-- Start of Data --
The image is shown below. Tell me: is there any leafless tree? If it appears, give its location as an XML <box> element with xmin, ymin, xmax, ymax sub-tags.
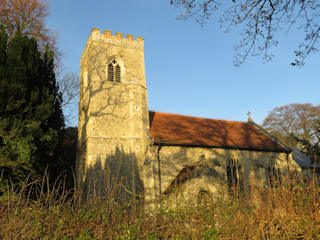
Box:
<box><xmin>170</xmin><ymin>0</ymin><xmax>320</xmax><ymax>66</ymax></box>
<box><xmin>262</xmin><ymin>103</ymin><xmax>320</xmax><ymax>146</ymax></box>
<box><xmin>58</xmin><ymin>71</ymin><xmax>80</xmax><ymax>126</ymax></box>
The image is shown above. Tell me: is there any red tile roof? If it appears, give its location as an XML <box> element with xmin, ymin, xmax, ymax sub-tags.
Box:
<box><xmin>149</xmin><ymin>111</ymin><xmax>288</xmax><ymax>151</ymax></box>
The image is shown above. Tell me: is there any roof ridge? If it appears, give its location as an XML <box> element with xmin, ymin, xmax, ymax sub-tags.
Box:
<box><xmin>149</xmin><ymin>110</ymin><xmax>248</xmax><ymax>123</ymax></box>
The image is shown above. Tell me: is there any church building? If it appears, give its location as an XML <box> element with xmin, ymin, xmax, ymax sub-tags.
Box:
<box><xmin>77</xmin><ymin>28</ymin><xmax>300</xmax><ymax>205</ymax></box>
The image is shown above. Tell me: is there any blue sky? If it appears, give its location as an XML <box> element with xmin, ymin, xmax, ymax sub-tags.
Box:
<box><xmin>47</xmin><ymin>0</ymin><xmax>320</xmax><ymax>125</ymax></box>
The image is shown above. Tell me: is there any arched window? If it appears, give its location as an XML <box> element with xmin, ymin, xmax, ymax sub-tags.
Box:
<box><xmin>267</xmin><ymin>159</ymin><xmax>281</xmax><ymax>187</ymax></box>
<box><xmin>227</xmin><ymin>158</ymin><xmax>244</xmax><ymax>194</ymax></box>
<box><xmin>108</xmin><ymin>59</ymin><xmax>121</xmax><ymax>82</ymax></box>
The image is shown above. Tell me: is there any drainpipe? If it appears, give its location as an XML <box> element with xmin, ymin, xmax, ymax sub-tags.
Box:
<box><xmin>286</xmin><ymin>152</ymin><xmax>290</xmax><ymax>181</ymax></box>
<box><xmin>157</xmin><ymin>143</ymin><xmax>162</xmax><ymax>198</ymax></box>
-- End of Data --
• **Task goal**:
Write out the material above again, word for word, minus its pictures.

• **Exercise solution**:
The image is shown below. Tell me: is there any leafless tree? If it appears, give its location as an XML <box> element with xmin, ymin, xmax, ymax sub-tags.
Box:
<box><xmin>170</xmin><ymin>0</ymin><xmax>320</xmax><ymax>66</ymax></box>
<box><xmin>262</xmin><ymin>103</ymin><xmax>320</xmax><ymax>146</ymax></box>
<box><xmin>58</xmin><ymin>71</ymin><xmax>80</xmax><ymax>126</ymax></box>
The image is shown above. Tell me: is there any red tile roof? If it appears, give its location as an XML <box> element with xmin, ymin, xmax, ymax sub-tags.
Box:
<box><xmin>149</xmin><ymin>111</ymin><xmax>288</xmax><ymax>151</ymax></box>
The image is shown above. Tell me: is there any roof ridge? If it appears, give its location as an XML <box> element with xmin, ymin, xmax, ymax sub-tags.
Box:
<box><xmin>149</xmin><ymin>110</ymin><xmax>248</xmax><ymax>123</ymax></box>
The image is shown above. Tell me: is there any church building? If it appears, give its location as an XML <box> element with xmin, ymin, xmax, ymax sub-tags.
Box:
<box><xmin>77</xmin><ymin>28</ymin><xmax>300</xmax><ymax>205</ymax></box>
The image is shown above. Tell me: is there any blue sky? If it appears, give its location as an XML <box> element with xmin, ymin, xmax, ymax sub-tags.
Box:
<box><xmin>47</xmin><ymin>0</ymin><xmax>320</xmax><ymax>125</ymax></box>
The image is shown above. Tell me: is there any arched window? If it appears, give its location as an XML <box> element with xmin, ymin, xmax, ymax sub-tags.
Box:
<box><xmin>267</xmin><ymin>159</ymin><xmax>281</xmax><ymax>187</ymax></box>
<box><xmin>227</xmin><ymin>158</ymin><xmax>244</xmax><ymax>194</ymax></box>
<box><xmin>108</xmin><ymin>59</ymin><xmax>121</xmax><ymax>82</ymax></box>
The image is shown above. Tell me: is there any drainpipe? If it appears, give its location as an XML <box> element with xmin, ymin, xmax, ymax sub-tags.
Box:
<box><xmin>286</xmin><ymin>152</ymin><xmax>290</xmax><ymax>181</ymax></box>
<box><xmin>157</xmin><ymin>143</ymin><xmax>162</xmax><ymax>198</ymax></box>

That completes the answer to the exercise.